** EXERCISE BRIEF **
Please find each line of the material below that contains the string "mask", and copy those lines out. Case counts when matching.

[Point labeling examples]

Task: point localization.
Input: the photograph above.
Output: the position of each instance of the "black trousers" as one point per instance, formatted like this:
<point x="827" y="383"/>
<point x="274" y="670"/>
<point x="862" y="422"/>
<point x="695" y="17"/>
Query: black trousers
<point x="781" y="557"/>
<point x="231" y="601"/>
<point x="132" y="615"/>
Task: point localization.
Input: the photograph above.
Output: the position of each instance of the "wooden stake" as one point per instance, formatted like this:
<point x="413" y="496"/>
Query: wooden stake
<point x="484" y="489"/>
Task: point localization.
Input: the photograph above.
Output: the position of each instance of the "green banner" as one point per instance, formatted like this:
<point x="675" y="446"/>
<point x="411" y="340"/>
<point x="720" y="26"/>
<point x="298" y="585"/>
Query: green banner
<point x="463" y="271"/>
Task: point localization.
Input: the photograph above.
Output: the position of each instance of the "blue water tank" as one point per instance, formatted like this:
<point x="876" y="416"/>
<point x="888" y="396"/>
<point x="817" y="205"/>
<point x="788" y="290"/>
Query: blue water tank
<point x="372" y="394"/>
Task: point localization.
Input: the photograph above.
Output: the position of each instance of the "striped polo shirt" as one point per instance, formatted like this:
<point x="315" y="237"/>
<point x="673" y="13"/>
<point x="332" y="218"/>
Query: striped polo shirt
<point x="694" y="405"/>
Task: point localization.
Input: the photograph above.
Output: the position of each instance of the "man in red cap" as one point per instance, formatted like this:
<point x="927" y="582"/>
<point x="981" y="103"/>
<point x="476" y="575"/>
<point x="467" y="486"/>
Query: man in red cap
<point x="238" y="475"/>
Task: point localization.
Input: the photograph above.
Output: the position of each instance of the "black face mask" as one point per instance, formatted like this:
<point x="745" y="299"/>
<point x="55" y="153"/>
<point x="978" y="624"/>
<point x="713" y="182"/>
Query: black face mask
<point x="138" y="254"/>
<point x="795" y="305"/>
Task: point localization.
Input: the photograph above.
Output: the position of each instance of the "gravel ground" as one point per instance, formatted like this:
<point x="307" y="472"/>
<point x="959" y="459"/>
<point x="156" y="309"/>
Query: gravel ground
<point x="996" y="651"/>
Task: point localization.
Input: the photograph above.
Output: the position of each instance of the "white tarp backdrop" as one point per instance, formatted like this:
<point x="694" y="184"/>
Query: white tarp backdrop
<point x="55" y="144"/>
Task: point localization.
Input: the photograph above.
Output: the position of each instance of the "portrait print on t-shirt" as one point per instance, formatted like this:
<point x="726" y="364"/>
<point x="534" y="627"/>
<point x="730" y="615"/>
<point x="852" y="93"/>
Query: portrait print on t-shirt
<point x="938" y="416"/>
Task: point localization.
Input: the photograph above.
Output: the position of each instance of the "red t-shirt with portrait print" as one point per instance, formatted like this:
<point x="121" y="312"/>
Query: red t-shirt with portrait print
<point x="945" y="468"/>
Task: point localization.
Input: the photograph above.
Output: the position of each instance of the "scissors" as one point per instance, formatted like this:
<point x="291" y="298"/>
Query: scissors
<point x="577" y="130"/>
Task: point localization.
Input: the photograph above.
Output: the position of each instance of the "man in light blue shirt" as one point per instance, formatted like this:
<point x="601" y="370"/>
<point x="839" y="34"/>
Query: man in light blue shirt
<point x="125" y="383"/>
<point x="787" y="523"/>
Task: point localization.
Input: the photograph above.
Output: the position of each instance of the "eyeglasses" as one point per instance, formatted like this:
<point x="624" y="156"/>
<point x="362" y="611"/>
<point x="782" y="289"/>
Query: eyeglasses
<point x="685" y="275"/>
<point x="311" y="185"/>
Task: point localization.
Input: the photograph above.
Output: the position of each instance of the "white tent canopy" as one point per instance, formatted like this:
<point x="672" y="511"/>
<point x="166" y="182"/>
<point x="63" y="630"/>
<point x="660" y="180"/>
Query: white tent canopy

** THE RESULT **
Output: the position of each instance of the "black face mask" as one point per instance, formatted like this:
Query: black face mask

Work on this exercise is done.